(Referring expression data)

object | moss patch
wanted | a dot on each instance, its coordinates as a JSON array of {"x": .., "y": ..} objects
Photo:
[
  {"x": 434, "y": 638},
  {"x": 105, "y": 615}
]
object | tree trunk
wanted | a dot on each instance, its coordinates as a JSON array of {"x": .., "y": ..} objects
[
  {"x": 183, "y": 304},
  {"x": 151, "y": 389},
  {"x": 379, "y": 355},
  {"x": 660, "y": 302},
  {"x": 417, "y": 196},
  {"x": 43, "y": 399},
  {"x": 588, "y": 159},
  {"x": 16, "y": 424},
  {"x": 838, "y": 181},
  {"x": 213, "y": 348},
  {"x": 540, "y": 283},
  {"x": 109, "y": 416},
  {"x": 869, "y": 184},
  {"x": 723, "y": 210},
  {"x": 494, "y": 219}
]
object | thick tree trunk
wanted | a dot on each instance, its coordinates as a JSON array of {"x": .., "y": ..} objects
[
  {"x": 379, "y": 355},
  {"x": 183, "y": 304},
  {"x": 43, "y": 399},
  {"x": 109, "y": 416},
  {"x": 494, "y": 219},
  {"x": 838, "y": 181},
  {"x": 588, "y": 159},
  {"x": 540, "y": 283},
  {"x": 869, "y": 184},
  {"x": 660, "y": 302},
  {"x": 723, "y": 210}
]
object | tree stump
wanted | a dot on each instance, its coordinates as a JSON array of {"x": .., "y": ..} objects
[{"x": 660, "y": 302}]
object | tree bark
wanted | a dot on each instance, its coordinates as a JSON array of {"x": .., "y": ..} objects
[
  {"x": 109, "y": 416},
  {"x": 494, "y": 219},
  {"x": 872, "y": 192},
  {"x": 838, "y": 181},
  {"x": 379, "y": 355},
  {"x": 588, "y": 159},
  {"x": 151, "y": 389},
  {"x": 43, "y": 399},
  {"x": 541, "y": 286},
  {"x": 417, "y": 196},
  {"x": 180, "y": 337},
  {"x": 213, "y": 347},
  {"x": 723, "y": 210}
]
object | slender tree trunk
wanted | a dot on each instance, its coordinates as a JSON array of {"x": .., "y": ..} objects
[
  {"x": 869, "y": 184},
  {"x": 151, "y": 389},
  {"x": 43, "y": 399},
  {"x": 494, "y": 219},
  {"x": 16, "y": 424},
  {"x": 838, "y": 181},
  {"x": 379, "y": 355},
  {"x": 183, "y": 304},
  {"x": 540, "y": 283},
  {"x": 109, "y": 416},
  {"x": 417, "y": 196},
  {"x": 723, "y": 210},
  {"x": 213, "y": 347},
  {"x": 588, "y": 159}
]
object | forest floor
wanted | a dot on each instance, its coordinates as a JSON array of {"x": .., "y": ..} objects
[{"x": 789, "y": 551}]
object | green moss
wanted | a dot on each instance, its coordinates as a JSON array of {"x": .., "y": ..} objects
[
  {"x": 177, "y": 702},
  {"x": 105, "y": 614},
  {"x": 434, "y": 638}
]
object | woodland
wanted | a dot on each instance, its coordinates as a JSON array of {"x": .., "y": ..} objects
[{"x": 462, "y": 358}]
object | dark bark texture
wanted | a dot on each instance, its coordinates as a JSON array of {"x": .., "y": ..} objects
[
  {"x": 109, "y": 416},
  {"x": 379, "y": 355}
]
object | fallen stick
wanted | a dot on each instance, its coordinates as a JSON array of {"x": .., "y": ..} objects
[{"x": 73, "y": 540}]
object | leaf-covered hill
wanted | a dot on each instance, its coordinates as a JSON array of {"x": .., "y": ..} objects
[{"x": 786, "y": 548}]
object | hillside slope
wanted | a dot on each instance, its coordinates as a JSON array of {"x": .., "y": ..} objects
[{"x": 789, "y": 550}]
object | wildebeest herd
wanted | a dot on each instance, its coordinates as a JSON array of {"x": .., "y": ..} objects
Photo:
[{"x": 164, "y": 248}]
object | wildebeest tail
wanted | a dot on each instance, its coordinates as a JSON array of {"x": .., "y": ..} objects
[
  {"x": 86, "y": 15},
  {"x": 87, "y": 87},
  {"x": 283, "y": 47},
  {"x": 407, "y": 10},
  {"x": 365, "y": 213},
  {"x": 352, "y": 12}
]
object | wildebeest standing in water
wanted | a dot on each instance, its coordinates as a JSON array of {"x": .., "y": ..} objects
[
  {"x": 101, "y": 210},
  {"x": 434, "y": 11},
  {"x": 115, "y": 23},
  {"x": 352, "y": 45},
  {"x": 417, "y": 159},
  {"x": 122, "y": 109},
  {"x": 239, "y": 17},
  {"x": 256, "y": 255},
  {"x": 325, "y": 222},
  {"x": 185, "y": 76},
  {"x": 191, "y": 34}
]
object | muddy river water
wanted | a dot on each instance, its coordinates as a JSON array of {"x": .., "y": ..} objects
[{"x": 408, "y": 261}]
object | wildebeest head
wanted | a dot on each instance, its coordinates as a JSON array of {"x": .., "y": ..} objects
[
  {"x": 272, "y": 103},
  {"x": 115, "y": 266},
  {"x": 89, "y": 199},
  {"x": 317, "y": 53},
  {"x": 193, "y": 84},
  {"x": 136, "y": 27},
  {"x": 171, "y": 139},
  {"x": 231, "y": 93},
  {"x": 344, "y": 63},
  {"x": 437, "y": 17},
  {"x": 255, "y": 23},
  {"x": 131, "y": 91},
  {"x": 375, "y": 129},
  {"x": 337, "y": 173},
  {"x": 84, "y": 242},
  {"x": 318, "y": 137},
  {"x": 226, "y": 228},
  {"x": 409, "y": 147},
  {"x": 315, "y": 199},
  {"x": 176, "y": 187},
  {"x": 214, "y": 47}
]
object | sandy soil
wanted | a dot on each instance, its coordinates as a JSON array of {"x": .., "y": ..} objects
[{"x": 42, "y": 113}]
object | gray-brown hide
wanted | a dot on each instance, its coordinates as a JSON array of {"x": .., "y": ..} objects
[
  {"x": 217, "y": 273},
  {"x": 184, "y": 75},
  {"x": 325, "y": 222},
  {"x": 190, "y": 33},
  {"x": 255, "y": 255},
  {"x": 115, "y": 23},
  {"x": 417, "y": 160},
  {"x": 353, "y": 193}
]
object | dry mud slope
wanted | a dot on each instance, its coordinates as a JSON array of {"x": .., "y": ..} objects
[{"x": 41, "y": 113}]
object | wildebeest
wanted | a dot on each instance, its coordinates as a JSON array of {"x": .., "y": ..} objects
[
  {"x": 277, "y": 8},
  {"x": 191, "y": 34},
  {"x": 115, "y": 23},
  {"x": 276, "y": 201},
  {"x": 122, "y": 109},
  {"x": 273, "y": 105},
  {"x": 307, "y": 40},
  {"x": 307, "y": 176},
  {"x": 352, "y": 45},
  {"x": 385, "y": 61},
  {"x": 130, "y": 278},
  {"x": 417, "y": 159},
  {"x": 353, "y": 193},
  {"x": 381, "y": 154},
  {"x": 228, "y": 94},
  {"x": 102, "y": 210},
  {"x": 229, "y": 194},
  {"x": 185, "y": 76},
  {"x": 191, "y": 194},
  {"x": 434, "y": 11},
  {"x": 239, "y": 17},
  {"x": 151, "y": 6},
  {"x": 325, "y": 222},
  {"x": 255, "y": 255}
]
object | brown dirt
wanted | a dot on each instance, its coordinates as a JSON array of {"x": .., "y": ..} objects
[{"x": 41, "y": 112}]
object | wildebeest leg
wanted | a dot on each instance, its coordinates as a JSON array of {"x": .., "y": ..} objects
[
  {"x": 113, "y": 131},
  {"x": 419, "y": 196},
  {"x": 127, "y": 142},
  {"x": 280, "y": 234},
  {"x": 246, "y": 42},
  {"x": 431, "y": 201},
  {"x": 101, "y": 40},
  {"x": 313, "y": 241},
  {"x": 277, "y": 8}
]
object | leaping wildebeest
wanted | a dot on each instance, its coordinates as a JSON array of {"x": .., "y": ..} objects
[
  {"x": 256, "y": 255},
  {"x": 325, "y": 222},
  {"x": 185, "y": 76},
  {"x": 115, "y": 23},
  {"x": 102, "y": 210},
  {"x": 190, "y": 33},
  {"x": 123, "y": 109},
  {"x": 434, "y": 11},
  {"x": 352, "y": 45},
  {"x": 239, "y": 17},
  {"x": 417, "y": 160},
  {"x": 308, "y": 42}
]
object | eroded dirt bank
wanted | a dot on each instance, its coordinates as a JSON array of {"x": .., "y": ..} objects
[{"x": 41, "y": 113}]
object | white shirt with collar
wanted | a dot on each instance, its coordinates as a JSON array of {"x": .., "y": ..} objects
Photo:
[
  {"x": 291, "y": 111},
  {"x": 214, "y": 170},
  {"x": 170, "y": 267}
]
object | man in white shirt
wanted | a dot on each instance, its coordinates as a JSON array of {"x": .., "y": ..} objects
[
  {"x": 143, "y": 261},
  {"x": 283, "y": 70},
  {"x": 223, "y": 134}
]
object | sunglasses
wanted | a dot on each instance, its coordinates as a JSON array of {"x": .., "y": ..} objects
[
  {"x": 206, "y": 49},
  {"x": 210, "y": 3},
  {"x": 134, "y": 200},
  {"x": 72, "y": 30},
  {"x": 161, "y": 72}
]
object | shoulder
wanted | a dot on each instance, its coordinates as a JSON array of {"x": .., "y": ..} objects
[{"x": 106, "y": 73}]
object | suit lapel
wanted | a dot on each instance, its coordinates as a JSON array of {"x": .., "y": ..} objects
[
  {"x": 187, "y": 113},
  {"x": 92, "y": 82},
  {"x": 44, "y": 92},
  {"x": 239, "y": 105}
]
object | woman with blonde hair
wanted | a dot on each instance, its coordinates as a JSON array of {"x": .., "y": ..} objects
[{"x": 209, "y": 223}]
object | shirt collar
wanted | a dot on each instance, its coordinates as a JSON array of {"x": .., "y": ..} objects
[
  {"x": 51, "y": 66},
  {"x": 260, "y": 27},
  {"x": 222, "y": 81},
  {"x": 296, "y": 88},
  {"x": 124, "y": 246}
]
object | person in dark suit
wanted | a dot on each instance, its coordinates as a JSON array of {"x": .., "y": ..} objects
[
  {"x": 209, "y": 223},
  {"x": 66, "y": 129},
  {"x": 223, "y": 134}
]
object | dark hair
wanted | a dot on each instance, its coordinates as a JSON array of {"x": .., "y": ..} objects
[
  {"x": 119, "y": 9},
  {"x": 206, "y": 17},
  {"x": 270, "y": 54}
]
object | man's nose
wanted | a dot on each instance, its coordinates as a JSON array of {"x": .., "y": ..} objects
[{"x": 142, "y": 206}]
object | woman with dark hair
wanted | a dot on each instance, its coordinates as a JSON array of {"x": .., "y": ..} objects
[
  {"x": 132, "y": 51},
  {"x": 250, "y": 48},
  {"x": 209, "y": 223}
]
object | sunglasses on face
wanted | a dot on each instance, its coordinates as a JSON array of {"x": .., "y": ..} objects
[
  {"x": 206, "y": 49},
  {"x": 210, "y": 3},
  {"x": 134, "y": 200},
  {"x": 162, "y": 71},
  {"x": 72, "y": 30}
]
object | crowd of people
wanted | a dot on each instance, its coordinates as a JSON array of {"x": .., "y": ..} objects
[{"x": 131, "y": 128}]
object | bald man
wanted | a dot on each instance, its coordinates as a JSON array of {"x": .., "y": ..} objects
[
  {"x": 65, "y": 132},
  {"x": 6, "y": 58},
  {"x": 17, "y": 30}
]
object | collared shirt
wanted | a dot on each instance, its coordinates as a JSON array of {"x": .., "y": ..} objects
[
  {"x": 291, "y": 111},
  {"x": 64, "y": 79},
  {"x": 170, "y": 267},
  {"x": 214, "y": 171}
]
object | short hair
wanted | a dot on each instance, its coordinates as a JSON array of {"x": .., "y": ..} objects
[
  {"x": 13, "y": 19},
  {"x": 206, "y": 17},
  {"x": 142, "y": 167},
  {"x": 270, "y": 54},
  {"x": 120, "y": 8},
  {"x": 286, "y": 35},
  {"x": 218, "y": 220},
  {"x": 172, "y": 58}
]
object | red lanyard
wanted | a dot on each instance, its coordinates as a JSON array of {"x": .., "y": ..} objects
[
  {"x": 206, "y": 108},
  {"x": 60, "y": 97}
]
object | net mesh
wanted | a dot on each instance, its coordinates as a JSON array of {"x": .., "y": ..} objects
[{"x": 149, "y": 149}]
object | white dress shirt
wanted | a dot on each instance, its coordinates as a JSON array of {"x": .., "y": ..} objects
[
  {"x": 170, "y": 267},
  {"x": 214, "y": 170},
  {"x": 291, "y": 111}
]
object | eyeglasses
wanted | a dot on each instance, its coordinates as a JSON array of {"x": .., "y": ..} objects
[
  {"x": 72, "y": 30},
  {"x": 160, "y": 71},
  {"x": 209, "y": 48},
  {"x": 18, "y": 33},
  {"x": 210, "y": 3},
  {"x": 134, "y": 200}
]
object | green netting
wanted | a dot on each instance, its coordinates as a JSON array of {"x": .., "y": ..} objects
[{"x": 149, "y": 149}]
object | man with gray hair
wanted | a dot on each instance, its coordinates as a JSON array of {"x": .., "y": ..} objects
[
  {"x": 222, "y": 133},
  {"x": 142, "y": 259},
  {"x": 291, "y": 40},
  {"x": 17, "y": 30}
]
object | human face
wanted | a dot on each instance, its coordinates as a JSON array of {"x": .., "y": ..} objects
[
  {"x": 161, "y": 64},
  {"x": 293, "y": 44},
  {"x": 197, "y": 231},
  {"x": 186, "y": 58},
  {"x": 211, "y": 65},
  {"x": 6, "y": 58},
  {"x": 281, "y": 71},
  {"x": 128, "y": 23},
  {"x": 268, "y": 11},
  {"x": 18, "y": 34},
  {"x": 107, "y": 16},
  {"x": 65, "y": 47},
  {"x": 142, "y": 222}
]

_WORK REQUEST_
What you return must be an exact retyping of the lines above starting at the line with "object | collared shirt" and ending at the line with "object | eyeglasses", and nothing besides.

_REPLY_
object | collared shirt
wanted | a dot on each instance, its coordinates as a JSON array of {"x": .., "y": ..} objects
[
  {"x": 291, "y": 111},
  {"x": 64, "y": 79},
  {"x": 170, "y": 267},
  {"x": 214, "y": 171}
]
object | short hair
wanted | a dot on each instance, its coordinates as a JSON array of {"x": .., "y": ..} objects
[
  {"x": 13, "y": 19},
  {"x": 206, "y": 17},
  {"x": 142, "y": 167},
  {"x": 270, "y": 54},
  {"x": 120, "y": 8},
  {"x": 286, "y": 35},
  {"x": 218, "y": 220},
  {"x": 172, "y": 58}
]
object | red lanyard
wanted | a dot on each instance, its coordinates as a JSON array of {"x": .., "y": ..} objects
[
  {"x": 206, "y": 108},
  {"x": 60, "y": 97}
]
object | net mesh
wanted | a dot on each instance, its coordinates as a JSON array of {"x": .., "y": ..} objects
[{"x": 149, "y": 149}]
object | white dress shirt
wanted | a dot on each instance, its coordinates as a JSON array of {"x": .., "y": ..} objects
[
  {"x": 170, "y": 267},
  {"x": 214, "y": 170},
  {"x": 291, "y": 111}
]
object | eyeglasses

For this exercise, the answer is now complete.